**EXERCISE DETAILS:** Filter these records by the string "below", copying each line that holds it.

**Region pointing data:**
___

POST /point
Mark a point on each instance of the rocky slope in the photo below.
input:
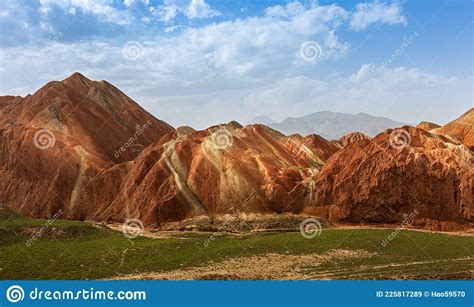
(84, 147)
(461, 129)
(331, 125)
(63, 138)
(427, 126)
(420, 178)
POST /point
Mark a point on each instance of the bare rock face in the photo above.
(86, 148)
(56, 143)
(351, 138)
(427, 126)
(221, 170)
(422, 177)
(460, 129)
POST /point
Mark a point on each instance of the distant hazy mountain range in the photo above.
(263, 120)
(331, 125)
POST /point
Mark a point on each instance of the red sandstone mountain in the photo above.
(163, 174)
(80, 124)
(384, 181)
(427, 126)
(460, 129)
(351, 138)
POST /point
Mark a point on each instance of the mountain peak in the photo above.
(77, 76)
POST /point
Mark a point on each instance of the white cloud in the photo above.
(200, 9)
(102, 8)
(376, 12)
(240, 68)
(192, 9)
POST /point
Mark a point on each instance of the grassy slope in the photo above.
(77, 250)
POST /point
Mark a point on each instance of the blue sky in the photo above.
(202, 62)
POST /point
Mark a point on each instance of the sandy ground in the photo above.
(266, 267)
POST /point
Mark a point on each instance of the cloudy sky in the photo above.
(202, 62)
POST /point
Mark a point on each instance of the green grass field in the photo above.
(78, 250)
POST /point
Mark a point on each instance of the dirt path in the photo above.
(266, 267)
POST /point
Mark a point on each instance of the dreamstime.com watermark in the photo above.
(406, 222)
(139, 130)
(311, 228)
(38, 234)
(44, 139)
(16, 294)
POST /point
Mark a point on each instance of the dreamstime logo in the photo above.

___

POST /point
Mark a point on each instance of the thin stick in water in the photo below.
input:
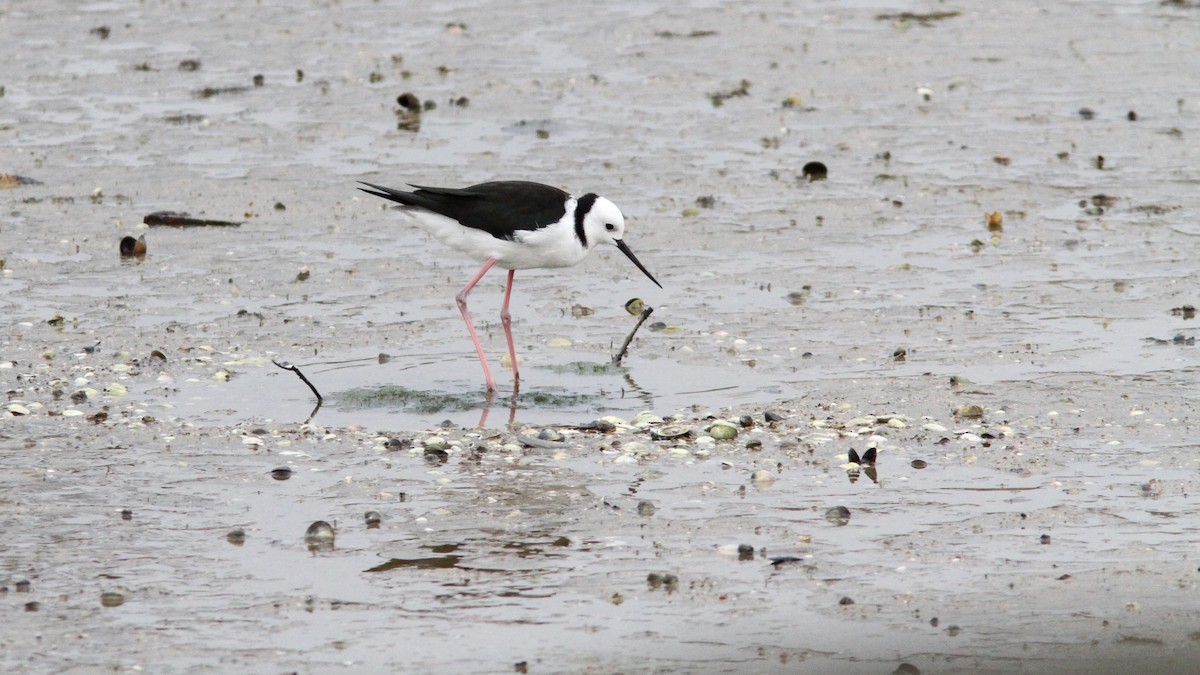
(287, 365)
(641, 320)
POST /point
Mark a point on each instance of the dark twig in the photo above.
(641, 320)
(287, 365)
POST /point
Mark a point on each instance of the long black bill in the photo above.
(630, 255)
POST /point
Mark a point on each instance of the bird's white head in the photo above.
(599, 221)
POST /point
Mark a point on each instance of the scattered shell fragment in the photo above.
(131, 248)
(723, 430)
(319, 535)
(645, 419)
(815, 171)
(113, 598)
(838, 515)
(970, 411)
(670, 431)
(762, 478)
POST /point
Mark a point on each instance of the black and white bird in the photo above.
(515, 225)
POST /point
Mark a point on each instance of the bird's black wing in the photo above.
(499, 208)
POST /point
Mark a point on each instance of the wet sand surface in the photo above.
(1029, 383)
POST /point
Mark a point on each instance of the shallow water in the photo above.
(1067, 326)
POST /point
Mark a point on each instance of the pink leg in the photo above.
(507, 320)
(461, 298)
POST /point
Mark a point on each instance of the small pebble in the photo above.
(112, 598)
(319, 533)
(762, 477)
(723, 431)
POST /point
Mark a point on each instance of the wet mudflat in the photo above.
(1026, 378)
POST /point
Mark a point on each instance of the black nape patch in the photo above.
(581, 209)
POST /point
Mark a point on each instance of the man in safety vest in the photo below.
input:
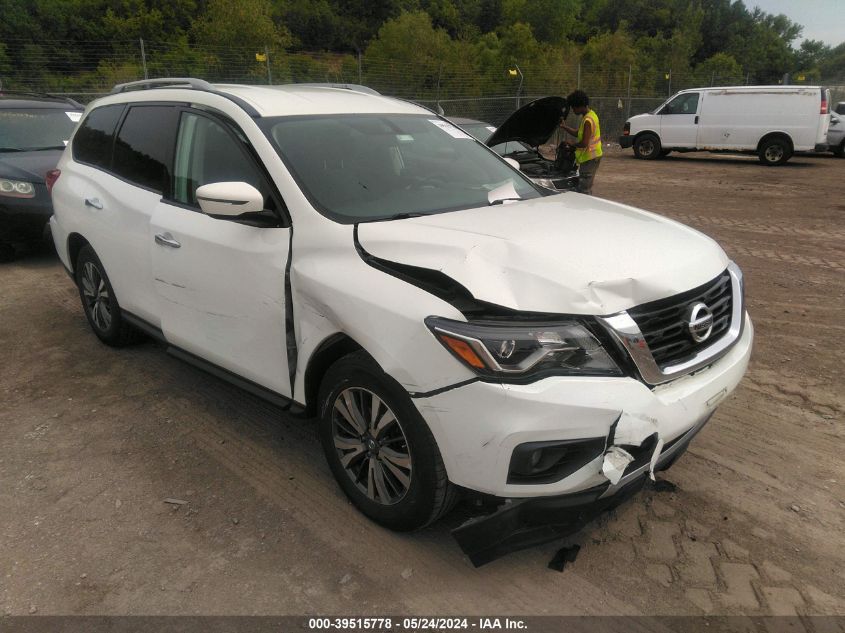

___

**SOLUTION TO THE PROBLEM:**
Mark a point on each instance of the rocky slope in the photo below.
Mark a point on each instance of the thin stick in water in the photo below.
Mark a point on each instance of the man in safety vest in the photo below.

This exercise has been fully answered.